To be done
Count the lines in the rows below that contain the string "railing", treating case as significant. Give only the number.

Entries shown
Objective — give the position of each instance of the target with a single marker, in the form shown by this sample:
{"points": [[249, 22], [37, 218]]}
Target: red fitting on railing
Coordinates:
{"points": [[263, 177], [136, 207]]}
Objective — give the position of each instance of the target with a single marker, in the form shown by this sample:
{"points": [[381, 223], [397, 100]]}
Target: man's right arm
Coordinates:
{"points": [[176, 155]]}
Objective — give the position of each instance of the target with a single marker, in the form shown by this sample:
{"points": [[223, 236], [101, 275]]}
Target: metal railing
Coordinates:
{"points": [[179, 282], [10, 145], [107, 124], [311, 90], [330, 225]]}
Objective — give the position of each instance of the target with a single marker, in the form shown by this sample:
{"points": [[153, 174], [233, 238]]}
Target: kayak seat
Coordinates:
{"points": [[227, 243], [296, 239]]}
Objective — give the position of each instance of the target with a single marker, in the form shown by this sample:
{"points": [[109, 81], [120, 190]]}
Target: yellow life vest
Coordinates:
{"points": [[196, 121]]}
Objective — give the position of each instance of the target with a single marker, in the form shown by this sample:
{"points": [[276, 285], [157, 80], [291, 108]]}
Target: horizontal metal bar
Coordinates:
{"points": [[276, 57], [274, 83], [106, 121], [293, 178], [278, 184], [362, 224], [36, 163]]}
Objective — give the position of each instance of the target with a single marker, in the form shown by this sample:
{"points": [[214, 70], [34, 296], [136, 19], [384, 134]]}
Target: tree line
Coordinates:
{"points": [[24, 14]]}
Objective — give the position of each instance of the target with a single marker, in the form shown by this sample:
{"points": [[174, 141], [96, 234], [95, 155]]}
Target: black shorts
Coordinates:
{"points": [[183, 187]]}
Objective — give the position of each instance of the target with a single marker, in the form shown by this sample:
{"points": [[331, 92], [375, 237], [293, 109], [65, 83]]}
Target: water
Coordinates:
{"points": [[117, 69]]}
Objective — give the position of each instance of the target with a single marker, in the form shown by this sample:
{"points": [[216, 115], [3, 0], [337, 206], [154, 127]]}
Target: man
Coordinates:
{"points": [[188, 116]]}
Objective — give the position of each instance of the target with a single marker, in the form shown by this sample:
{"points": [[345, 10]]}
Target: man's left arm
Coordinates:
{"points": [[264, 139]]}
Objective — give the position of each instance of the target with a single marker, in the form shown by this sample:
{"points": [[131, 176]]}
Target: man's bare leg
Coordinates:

In response
2